DATA FOR THIS TASK Block Start

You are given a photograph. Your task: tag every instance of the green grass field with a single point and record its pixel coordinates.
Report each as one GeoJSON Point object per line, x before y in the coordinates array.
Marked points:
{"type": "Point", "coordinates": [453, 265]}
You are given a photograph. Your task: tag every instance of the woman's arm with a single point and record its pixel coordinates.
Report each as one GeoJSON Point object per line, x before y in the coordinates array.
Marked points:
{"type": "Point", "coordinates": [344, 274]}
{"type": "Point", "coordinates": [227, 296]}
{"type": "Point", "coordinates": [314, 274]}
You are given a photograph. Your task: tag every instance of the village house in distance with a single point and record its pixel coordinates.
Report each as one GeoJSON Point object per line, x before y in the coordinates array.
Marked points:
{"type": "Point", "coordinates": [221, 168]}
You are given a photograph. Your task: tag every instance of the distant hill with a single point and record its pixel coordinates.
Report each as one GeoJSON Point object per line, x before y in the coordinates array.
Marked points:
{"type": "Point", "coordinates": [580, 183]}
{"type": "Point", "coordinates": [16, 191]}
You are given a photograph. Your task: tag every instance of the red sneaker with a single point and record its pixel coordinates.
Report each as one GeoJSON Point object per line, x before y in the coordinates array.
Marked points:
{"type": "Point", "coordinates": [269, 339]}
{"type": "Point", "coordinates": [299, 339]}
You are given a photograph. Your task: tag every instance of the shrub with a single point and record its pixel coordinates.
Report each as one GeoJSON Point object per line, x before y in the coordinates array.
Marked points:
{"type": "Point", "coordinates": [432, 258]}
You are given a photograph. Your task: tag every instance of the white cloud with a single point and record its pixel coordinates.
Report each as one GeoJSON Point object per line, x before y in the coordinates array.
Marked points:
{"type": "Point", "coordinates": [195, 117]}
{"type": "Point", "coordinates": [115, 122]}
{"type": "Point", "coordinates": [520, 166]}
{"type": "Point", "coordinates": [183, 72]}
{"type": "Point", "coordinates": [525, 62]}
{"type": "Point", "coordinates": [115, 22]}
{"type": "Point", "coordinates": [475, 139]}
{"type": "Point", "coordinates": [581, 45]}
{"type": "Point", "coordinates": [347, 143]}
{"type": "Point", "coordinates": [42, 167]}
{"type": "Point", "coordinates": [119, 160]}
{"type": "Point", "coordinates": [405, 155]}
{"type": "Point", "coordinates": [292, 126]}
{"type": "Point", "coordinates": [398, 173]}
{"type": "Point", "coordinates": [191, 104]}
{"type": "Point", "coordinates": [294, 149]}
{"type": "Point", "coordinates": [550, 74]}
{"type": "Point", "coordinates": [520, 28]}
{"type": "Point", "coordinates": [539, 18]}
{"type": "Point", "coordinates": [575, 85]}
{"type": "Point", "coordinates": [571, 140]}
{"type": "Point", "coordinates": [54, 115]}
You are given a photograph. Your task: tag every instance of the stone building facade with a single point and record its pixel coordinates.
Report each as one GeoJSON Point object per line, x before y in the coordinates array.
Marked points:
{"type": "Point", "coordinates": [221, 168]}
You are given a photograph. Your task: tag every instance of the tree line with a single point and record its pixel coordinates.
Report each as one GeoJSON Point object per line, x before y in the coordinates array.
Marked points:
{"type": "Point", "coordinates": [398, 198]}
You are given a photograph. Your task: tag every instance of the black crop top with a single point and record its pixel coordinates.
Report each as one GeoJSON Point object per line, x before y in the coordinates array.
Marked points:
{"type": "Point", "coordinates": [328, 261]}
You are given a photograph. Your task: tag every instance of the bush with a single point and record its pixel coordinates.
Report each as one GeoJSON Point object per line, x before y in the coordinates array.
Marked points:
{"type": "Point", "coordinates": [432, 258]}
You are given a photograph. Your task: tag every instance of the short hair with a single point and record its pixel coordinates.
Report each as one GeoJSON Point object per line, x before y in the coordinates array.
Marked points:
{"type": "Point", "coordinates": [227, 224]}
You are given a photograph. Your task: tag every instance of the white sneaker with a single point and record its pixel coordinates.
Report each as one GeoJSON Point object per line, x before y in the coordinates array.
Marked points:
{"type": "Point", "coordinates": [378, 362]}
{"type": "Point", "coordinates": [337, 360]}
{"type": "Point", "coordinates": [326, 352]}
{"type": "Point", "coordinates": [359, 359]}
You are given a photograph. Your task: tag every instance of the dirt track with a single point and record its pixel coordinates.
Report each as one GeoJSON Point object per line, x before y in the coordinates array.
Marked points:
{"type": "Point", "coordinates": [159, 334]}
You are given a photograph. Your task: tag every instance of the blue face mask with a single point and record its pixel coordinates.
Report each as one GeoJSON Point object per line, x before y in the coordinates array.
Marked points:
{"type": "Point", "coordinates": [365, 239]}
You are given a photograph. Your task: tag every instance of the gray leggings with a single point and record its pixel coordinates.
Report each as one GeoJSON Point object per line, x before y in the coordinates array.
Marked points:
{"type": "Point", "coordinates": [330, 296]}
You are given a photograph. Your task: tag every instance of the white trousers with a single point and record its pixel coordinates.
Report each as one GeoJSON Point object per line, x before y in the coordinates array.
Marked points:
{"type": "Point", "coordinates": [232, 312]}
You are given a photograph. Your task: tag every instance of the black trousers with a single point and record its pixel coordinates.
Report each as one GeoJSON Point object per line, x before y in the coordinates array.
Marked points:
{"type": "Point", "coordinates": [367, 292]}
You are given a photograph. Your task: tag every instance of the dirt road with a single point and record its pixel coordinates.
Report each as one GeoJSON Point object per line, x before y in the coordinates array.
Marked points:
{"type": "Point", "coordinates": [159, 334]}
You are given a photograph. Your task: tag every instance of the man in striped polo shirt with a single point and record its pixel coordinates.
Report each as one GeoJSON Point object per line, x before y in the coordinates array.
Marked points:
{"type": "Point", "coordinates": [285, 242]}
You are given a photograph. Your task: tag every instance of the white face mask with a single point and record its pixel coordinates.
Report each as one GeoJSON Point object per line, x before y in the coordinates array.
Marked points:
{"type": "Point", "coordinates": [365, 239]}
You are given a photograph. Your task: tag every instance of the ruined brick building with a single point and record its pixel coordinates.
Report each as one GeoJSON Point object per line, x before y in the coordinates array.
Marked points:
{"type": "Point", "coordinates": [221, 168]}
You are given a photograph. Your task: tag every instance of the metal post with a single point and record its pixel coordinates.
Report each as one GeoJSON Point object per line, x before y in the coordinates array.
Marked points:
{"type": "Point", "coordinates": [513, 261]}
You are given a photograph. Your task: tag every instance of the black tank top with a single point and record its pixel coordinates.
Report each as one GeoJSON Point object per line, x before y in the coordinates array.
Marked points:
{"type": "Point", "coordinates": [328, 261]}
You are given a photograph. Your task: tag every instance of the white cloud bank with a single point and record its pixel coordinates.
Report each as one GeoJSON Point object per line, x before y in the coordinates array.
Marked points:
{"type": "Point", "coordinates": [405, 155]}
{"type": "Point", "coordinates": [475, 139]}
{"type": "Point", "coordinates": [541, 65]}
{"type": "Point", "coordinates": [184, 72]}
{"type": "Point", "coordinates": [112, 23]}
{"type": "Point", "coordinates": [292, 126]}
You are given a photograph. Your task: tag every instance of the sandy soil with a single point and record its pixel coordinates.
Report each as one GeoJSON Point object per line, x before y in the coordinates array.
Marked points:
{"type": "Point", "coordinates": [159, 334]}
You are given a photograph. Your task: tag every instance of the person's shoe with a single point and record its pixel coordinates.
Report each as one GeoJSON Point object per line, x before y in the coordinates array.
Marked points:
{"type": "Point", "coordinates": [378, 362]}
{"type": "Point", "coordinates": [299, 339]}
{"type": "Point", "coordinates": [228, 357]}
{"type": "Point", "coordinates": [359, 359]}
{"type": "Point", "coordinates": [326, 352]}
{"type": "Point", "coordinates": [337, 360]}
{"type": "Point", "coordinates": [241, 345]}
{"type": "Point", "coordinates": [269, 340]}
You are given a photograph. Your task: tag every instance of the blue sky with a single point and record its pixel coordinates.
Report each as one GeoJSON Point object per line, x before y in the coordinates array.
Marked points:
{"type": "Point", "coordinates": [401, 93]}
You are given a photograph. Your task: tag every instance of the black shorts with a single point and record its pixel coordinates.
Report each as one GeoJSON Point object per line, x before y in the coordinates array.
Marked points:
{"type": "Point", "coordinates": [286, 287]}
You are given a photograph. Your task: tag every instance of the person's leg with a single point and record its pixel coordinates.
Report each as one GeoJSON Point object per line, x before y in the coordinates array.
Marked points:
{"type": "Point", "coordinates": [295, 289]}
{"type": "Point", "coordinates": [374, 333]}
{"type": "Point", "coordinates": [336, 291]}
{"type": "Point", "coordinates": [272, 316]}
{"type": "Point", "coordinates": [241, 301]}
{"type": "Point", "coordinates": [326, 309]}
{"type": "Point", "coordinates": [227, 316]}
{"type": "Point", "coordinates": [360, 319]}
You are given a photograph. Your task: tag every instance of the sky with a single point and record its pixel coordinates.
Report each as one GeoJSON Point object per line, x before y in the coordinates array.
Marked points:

DATA FOR THIS TASK Block End

| WHAT THIS TASK INVOLVES |
Every line above that holds "cloud" should be copied out.

| RESULT FOR THIS TASK |
You are given a photograph. Your task: tag every instance of the white cloud with a single point and record its pixel coordinates.
You are given a photograph. Your task: tag every instance of the white cloud bank with a single point and record its pixel coordinates.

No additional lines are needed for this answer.